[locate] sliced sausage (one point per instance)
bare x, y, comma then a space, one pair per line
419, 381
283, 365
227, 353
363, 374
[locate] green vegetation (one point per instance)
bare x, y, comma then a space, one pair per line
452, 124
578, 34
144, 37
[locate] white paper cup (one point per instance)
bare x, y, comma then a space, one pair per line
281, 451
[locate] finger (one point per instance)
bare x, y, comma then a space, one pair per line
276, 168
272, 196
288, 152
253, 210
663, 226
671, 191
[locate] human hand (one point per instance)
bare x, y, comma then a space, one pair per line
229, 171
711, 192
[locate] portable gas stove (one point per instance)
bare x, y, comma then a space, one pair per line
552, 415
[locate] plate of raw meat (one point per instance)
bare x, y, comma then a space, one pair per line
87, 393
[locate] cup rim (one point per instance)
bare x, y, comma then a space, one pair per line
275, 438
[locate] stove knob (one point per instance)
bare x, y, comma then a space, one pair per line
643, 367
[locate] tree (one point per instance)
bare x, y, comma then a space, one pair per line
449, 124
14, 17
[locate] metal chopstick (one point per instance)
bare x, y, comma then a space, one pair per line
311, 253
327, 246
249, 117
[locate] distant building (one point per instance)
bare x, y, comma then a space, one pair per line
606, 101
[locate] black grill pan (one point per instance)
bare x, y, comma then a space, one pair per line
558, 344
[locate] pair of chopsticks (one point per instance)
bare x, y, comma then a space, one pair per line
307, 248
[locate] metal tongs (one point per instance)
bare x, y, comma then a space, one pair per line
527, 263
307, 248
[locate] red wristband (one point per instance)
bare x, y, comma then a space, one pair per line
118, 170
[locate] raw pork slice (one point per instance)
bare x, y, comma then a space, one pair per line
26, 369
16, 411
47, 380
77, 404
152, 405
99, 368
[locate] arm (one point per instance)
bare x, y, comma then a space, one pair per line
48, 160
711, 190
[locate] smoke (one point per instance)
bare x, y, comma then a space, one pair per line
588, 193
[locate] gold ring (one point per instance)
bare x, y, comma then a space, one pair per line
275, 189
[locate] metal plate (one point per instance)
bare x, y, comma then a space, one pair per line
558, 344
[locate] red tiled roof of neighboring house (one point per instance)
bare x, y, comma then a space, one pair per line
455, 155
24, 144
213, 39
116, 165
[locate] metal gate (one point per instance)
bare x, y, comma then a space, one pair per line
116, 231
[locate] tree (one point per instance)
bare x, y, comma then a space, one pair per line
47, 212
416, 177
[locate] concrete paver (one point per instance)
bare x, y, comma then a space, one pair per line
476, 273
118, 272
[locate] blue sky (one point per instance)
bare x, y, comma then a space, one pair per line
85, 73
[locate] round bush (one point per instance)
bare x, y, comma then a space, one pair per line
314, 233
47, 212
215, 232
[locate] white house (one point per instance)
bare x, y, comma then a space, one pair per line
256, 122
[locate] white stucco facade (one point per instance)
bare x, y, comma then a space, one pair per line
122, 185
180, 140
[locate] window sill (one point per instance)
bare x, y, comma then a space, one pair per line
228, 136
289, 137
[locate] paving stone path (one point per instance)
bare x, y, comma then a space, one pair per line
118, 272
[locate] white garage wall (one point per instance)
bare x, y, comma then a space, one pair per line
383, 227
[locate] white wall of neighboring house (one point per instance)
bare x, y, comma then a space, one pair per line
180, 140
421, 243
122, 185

###

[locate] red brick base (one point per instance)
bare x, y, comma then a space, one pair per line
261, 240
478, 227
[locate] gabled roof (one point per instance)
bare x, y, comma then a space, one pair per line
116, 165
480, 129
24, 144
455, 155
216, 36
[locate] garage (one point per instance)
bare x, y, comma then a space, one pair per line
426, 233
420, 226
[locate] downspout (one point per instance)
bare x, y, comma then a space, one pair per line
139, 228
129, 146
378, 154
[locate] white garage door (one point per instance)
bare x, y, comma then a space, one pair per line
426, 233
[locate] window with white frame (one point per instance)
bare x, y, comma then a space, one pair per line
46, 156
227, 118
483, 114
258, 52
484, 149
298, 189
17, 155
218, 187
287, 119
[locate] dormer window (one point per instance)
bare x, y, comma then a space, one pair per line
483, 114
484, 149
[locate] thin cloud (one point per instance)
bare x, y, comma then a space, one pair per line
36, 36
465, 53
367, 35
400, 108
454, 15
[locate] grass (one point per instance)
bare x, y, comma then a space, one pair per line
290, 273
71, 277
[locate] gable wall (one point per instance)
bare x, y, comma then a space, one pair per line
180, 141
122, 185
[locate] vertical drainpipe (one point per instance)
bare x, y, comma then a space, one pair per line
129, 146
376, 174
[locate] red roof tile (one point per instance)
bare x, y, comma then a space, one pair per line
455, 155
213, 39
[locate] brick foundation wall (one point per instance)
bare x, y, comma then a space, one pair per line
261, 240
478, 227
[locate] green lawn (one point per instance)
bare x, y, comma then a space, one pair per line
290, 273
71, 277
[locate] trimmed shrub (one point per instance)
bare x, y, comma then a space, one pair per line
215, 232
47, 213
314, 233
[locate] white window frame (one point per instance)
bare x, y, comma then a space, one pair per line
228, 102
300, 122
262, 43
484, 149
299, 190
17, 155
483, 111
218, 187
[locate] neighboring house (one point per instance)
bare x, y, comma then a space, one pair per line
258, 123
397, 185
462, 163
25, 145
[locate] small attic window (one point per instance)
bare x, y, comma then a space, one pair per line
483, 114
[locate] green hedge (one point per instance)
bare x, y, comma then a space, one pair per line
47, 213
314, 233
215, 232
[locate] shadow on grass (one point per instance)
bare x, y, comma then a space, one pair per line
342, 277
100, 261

###

Identify every line in the items above that contains the string "green", and copy each such line in full. Uppercase and lowercase letters count as different.

§ Reply
[locate] green vegetation (one point per instance)
[locate] green lawn (one point per instance)
[locate] green hedge (one point per instance)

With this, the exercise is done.